* [Exercise input]
———

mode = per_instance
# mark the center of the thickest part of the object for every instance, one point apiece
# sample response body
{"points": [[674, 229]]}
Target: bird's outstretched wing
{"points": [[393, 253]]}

———

* [What to produce] Rewrite the records, swapping "thickest" for "widest" and keeping everything else the same.

* [Task solution]
mode = per_instance
# mark the center of the widest part of the object for every instance, one point apiece
# sample response body
{"points": [[674, 229]]}
Target: bird's outstretched wing
{"points": [[393, 253]]}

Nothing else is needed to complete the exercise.